What does it mean to love someone who is struggling to connect? How do we cope when the depth of care we feel cannot be received by our loved one? These are certainly ambiguous questions. And yet, if we have someone close to our hearts struggling with a substance use disorder, these questions can feel like an open wound. The pain of unrequited love is often portrayed in the heartbreak of romantic relationships, the death of loved ones, and in the inevitable transitions of our lives. It is difficult to conceptualize unrequited love as something experienced by those of us who care for parents, romantic partners, children, siblings, and friends struggling with substance use. Loving an addict leaves us breathless. Loving an addict makes us wonder where it all went wrong: how we may or may not have caused this dependency, how our absence or presence may have swayed the outcome. Loving an addict makes us wonder how we can know someone to their bones, only to find ourselves speaking to a shell of the person we once knew. The pain of living death, meaning the loss of a connection we once understood, characterizes substance use dependency and cannot be adequately described in words.

********************

Problem statement:
In the passage on loving someone with a substance use disorder, what does "the pain of living death" mean?

********************

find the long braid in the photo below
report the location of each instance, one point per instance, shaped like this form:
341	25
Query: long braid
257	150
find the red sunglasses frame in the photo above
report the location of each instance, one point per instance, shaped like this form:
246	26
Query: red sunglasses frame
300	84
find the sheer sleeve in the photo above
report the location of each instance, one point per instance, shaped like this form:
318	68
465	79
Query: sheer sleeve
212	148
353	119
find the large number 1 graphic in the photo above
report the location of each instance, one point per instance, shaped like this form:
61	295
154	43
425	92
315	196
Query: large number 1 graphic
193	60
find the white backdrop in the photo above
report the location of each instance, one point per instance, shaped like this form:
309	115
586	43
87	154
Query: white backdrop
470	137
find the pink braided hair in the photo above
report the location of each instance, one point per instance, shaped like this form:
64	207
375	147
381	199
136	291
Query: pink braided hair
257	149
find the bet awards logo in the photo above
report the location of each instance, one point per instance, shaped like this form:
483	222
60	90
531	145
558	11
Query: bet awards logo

********************

Result for this exercise:
The loss of a connection we once understood.